EXERCISE BRIEF ::
Print the entries below in their entirety, exactly as they are written.

DATA PROVIDED ::
·····
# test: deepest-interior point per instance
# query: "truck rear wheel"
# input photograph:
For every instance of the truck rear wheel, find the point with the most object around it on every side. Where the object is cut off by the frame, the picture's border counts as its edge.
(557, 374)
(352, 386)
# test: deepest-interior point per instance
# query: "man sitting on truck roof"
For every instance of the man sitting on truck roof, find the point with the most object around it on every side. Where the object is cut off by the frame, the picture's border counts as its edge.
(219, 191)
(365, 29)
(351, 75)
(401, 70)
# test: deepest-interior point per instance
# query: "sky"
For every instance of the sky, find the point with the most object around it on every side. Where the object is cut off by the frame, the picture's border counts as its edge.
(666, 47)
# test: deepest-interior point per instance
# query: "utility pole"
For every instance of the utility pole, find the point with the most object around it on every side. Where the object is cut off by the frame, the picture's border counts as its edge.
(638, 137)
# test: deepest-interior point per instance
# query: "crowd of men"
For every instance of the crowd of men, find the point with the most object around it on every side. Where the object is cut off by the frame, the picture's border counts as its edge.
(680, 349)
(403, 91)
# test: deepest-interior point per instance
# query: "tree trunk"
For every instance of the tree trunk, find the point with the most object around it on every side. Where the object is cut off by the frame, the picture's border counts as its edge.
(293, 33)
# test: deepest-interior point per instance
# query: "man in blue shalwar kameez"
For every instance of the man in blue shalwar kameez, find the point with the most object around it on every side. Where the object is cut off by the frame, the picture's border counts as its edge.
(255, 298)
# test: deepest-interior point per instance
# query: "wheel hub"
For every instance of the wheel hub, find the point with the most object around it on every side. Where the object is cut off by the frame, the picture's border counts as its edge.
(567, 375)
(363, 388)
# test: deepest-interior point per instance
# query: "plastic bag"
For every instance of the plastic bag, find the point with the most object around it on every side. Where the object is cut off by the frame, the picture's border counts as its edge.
·····
RESULT OF THIS EXERCISE ::
# test: deepest-interior point per instance
# query: "truck rear wheel"
# input photograph:
For every instance of the truck rear wheel, find the point with the most object around it on every side. Where the object is cut off by the frame, the picture's border counts as its edge.
(557, 374)
(352, 386)
# test: deepest-interior point per instance
# query: "man sitting on truck roof"
For every instance of the man sitting on truck roof, find the point with the most object around it on every side. Where the object is cut off by the frame, the picture's border counts as its edge.
(219, 191)
(365, 29)
(351, 75)
(401, 70)
# test: deepest-interior point per instance
# query: "sky"
For every instance of the sky, find the point with the most object around it on every side. Where the object is cut off by the frame, the picture's border counts as its edge.
(666, 47)
# test: deepest-interior point per instance
# query: "utility pole"
For every instance of the utility pole, find the point with the most object around it on every side. Where the object is cut off by the frame, the picture's border counts as its edge.
(638, 137)
# test: deepest-interior point per instance
# query: "crowd of men"
For every instance of the crowd of men, find the point with the most object around it on every side. Where the object is cut off by the frame, the picture's border counts as its edge.
(680, 349)
(403, 91)
# test: deepest-interior point per instance
# query: "tree trunk"
For every instance of the tree trunk, find the point with the most object around it on every side. Where the object is cut off by the frame, the picture's border counts as its edge.
(293, 33)
# test: deepest-interior point per instance
# query: "man in blue shalwar kameez"
For every instance of the man in blue shalwar kameez, find the point with the most object around it on every side. Where the object is cut off by the frame, the picture's border counts as its edge.
(255, 298)
# test: deepest-interior point per instance
# query: "wheel hub"
For every instance of the wheel hub, find the point with the most object around it on every side. Where the object is cut off by the frame, the picture's border counts as its edge.
(567, 375)
(363, 388)
# test: deepest-interior point per instance
# query: "plastic bag"
For every instance of the plastic bag, find the point with the most object around it on every side. Where the object is cut off by the frame, the picture's border counts as its edge.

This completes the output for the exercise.